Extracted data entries
>> START

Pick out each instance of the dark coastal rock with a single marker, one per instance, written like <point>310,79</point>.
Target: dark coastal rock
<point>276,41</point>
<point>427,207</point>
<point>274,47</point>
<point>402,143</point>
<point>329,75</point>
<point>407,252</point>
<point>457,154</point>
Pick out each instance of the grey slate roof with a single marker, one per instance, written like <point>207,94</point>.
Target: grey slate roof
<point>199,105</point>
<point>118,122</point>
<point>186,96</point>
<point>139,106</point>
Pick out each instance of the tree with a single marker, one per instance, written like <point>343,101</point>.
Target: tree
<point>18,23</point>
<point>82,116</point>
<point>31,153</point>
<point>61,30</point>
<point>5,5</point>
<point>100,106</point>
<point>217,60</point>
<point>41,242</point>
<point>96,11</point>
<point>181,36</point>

>> END
>> START

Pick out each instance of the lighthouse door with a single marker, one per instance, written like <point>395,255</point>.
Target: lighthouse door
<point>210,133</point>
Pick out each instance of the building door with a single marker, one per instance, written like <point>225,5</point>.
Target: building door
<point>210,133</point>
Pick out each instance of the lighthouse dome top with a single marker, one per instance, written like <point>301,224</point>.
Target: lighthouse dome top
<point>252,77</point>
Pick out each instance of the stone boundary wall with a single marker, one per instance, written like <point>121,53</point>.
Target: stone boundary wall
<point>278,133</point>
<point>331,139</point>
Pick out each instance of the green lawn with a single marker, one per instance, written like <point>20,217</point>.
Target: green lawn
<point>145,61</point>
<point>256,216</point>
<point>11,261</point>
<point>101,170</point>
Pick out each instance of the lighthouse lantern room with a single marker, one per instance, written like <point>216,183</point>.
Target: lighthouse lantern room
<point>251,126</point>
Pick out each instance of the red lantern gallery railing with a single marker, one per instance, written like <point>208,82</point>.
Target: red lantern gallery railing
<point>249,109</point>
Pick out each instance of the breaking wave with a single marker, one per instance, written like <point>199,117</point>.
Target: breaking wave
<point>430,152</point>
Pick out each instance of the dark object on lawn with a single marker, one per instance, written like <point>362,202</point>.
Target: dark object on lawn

>> END

● **SHORT TASK**:
Swap "tree" for "bush" in the material, from the line with "Pick out each instance of the tree" up to and including the line with "<point>100,106</point>". Return only those lines, with everything else left the same.

● **RESPONSE TO THE EXERCISE**:
Pick out each instance of the bush with a single marker, one per instance, written like <point>343,101</point>.
Target: bush
<point>18,23</point>
<point>82,116</point>
<point>31,153</point>
<point>61,30</point>
<point>5,5</point>
<point>100,106</point>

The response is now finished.